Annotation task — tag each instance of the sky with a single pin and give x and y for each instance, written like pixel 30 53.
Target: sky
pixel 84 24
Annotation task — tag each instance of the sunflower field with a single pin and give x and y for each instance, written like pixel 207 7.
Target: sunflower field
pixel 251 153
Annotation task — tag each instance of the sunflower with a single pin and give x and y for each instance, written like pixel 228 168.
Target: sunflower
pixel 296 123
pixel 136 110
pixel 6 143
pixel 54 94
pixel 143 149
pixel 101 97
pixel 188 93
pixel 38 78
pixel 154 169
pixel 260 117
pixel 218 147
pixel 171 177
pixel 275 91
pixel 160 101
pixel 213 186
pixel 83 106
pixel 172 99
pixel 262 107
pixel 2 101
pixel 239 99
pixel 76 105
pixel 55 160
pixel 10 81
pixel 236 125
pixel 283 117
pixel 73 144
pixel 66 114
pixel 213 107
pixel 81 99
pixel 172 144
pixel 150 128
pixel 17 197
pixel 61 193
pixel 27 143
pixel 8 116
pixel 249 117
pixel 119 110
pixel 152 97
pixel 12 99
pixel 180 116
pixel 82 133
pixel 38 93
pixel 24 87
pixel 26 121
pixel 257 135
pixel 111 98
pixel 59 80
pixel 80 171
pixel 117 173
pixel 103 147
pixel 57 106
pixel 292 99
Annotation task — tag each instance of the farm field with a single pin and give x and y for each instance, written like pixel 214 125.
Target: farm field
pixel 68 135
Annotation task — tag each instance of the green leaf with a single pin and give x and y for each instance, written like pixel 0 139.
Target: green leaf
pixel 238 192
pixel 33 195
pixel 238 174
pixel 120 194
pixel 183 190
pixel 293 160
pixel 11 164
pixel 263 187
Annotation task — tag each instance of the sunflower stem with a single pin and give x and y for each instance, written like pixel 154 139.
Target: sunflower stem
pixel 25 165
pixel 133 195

[WHAT YOU WILL DO]
Write out the data again in full. Match it exactly.

[EXERCISE SOLUTION]
Annotation task — tag each instance of the sky with a single pin and give x and y for each instance, written like pixel 30 53.
Target: sky
pixel 84 24
Annotation task — tag each instance of the sunflower field with a single pin and give x and y for each instance, written like pixel 207 7.
Target: sunflower field
pixel 251 153
Annotation task — tag each instance of the sunflower with a single pin and give x and y for each instance, written like pixel 228 168.
Target: sunflower
pixel 296 123
pixel 136 110
pixel 6 143
pixel 54 94
pixel 143 149
pixel 101 97
pixel 188 93
pixel 38 78
pixel 154 169
pixel 260 117
pixel 218 147
pixel 171 177
pixel 275 91
pixel 160 101
pixel 213 186
pixel 83 106
pixel 172 99
pixel 262 107
pixel 2 101
pixel 239 99
pixel 76 105
pixel 55 160
pixel 10 81
pixel 236 125
pixel 283 117
pixel 73 144
pixel 66 114
pixel 213 107
pixel 81 99
pixel 172 144
pixel 150 128
pixel 17 197
pixel 61 193
pixel 27 143
pixel 8 116
pixel 249 117
pixel 119 110
pixel 152 97
pixel 12 99
pixel 180 116
pixel 82 133
pixel 38 93
pixel 24 87
pixel 26 121
pixel 257 135
pixel 111 98
pixel 59 80
pixel 80 171
pixel 117 173
pixel 103 147
pixel 57 106
pixel 292 99
Annotation task — tag each instance of the farm field with a single pin and give x and y for each instance, written like pixel 214 125.
Target: farm field
pixel 68 135
Annotation task — tag each instance of the green leaf with a single pin and give x and y for each instance, written like pixel 0 139.
Target: green leaf
pixel 238 192
pixel 33 195
pixel 238 174
pixel 120 194
pixel 183 190
pixel 293 160
pixel 11 164
pixel 263 187
Annotation task — tag each instance of the sunflower stem with a single pin and give x and y for each instance, written like pixel 154 139.
Target: sunflower stem
pixel 25 165
pixel 133 195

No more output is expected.